▶ Work instructions
List every action the passage about Diary says Madea performs during the course of the film.

▶ Provided text

□ □ □ □

When Diary’s critics do become engaged, the tone borders on malevolence, most of which is directed against the grandmother Madea character. Perry acts the part himself—in drag—with such reckless abandon he makes Robin Williams’ Mrs. Doubtfire appear a model of subtlety and restraint. During the course of the film, Madea brandishes a pistol, vandalizes a mansion with a chainsaw, and smokes copious amounts of marijuana.

Diary’s detractors correctly acknowledge that Madea is a crass and unbelievable caricature. What they miss is that her complete lack of verisimilitude is deliberate and critical to the aesthetic that Perry endeavors to create.

Without Madea’s brazen comic relief, the film’s darker themes and overt religiosity would be intolerable. Perry strives not for emotional consistency but for a harmonious blend of disparate emotions. Diary’s tone is a compromise between the tragic and the ridiculous.

□ □ □ □

(Dataset records)
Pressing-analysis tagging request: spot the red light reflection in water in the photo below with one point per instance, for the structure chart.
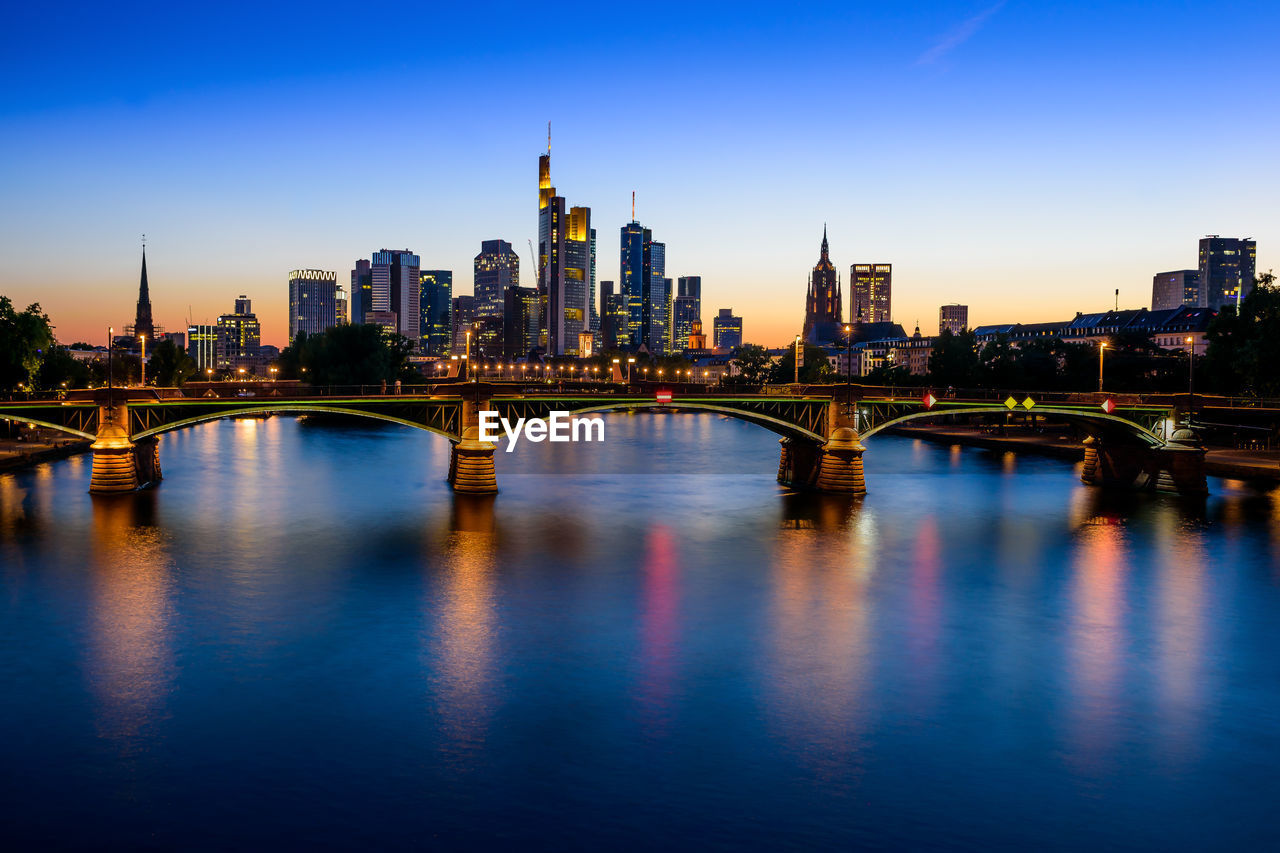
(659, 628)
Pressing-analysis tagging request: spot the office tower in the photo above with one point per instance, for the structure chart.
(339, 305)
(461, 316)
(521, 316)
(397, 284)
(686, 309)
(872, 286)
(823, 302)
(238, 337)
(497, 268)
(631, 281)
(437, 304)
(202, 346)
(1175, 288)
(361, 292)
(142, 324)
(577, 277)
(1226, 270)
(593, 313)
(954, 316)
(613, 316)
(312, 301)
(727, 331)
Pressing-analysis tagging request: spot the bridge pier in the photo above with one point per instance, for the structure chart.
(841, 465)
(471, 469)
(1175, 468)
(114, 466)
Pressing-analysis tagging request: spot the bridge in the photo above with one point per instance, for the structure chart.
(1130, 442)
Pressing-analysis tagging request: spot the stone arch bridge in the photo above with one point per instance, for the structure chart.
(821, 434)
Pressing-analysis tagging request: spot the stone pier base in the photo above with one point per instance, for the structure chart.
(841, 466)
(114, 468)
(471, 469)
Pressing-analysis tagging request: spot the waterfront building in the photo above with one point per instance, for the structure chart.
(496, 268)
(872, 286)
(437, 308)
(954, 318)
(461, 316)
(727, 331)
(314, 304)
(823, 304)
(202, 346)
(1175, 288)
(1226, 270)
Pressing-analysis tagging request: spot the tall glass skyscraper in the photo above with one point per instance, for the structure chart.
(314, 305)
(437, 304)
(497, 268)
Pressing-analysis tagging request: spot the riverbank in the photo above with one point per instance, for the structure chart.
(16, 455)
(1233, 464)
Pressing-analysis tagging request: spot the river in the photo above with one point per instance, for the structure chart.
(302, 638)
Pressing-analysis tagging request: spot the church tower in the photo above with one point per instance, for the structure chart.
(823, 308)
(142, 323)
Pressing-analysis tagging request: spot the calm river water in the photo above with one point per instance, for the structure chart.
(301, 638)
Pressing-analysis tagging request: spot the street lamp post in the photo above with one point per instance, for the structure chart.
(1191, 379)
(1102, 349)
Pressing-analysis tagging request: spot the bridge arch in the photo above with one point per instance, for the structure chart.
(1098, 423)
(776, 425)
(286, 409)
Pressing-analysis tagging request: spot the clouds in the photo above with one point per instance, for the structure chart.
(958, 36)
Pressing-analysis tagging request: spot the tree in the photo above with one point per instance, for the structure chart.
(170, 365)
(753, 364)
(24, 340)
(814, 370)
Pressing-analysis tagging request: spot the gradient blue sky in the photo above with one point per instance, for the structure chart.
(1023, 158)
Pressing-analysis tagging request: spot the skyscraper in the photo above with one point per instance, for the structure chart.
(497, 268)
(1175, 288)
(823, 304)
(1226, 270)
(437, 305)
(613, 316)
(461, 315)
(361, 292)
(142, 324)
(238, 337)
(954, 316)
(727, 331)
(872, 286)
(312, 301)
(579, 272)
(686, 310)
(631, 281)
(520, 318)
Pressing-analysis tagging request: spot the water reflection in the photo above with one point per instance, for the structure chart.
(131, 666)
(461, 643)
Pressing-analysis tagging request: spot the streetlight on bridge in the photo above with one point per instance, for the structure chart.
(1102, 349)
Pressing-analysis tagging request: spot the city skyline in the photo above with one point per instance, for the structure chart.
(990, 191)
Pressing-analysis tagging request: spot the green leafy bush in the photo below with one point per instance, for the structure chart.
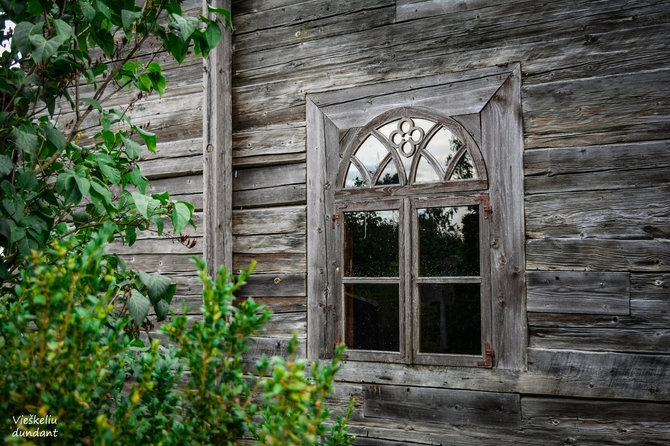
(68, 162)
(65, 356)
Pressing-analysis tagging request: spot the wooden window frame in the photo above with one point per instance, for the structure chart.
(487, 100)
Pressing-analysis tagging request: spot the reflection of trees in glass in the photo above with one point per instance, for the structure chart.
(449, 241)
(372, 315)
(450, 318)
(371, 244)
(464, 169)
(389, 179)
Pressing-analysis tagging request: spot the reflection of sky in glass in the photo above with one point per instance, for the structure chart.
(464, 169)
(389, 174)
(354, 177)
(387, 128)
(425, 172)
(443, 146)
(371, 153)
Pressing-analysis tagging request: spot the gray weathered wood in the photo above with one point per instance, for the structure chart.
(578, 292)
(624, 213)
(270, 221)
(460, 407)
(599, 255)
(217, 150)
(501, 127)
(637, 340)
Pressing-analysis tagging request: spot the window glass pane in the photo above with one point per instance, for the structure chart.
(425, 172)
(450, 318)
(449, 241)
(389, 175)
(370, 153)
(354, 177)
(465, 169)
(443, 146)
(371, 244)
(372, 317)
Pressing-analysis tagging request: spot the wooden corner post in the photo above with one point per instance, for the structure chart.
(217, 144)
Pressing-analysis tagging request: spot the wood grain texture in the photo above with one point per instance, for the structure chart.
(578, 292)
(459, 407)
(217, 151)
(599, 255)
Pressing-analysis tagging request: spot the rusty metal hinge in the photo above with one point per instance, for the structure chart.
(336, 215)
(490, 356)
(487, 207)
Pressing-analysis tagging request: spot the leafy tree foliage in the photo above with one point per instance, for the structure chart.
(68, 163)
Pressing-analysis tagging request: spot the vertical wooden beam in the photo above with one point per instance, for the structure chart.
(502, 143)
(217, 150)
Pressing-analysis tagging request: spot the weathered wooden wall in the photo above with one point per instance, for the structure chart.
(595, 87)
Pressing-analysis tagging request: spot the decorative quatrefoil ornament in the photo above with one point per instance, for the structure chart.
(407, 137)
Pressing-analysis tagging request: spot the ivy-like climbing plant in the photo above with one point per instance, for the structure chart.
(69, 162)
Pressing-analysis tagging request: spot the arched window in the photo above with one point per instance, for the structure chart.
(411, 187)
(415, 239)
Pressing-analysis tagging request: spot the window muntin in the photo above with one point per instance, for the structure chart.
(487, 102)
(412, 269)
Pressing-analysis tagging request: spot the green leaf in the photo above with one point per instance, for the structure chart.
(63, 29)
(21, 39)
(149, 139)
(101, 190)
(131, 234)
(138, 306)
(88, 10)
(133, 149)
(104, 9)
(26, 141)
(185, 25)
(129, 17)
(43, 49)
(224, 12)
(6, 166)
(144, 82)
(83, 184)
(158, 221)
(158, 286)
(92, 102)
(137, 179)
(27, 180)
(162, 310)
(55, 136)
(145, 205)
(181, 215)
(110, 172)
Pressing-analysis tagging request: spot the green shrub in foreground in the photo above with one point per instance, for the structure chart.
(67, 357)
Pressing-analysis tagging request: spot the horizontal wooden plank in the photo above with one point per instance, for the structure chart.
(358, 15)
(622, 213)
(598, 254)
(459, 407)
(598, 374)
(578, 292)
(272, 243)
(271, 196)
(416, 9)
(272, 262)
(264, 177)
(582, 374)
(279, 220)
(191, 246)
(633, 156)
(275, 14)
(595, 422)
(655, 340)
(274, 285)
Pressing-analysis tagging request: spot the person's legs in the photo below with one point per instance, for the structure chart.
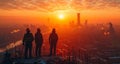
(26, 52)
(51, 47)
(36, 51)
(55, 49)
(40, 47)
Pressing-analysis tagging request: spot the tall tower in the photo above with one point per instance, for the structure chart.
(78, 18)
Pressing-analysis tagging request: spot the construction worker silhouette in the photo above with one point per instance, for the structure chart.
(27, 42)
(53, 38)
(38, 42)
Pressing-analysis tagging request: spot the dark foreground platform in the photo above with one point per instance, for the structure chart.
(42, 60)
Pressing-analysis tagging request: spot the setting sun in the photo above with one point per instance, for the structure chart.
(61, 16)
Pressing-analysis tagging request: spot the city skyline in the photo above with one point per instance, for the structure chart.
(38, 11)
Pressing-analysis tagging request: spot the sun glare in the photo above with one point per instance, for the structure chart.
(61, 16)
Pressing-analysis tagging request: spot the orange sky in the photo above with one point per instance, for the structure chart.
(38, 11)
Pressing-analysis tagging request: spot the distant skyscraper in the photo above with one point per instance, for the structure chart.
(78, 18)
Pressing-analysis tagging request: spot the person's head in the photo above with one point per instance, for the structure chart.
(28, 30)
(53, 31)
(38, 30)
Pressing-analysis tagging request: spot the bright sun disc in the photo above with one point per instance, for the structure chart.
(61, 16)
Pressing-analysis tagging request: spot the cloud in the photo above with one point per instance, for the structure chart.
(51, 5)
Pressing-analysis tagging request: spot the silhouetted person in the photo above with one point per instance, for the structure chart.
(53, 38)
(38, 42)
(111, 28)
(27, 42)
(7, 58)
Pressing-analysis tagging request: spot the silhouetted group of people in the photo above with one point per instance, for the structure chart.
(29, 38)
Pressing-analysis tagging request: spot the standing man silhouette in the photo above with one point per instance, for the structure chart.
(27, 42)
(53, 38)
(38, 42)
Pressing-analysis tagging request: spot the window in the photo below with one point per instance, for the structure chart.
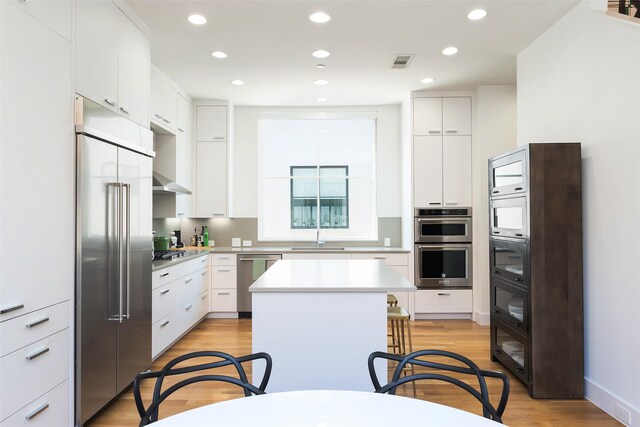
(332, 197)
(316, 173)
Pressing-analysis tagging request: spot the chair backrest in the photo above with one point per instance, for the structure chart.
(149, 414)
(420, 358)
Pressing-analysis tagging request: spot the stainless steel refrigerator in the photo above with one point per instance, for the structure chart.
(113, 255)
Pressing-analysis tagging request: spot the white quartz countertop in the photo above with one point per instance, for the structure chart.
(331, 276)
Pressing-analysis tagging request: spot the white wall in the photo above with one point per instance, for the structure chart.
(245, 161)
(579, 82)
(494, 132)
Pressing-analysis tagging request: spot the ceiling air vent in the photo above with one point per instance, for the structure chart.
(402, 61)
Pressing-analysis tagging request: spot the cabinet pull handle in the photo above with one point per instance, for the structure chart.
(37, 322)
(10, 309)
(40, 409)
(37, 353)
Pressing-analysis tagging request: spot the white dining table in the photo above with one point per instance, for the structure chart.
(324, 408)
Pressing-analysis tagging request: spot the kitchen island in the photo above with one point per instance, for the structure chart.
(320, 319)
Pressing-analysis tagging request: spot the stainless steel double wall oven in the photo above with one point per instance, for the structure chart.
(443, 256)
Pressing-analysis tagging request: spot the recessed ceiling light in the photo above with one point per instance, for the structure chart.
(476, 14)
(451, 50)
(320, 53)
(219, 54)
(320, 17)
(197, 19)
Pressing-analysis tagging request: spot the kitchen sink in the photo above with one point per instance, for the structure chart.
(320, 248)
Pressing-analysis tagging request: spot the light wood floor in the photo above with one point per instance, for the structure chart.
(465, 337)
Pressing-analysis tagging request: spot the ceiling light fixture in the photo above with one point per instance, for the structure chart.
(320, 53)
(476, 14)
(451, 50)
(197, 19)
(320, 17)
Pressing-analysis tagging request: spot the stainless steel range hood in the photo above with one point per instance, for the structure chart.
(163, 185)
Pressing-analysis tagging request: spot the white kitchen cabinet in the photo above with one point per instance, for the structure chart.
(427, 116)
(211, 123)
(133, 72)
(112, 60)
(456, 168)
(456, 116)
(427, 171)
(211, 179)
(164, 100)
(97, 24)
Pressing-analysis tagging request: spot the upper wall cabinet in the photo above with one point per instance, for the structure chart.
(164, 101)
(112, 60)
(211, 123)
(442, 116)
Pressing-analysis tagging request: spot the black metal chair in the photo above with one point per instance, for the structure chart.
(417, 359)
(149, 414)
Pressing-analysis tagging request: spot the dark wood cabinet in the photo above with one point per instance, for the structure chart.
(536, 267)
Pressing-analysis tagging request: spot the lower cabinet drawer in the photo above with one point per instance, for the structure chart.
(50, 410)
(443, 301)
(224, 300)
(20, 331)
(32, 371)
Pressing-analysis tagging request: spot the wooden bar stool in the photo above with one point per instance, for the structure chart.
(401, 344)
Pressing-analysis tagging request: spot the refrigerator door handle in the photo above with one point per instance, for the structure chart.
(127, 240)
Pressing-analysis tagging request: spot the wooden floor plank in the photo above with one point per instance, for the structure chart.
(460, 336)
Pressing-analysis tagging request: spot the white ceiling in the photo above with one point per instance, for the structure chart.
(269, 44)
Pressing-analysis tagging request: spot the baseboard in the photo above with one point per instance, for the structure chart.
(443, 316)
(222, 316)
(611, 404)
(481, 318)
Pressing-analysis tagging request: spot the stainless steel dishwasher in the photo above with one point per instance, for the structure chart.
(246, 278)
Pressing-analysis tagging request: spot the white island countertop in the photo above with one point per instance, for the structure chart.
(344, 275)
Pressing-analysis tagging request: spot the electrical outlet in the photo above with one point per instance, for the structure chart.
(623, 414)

□ □ □ □

▶ Finished task
- Brandishes a pistol
- Vandalizes a mansion with a chainsaw
- Smokes copious amounts of marijuana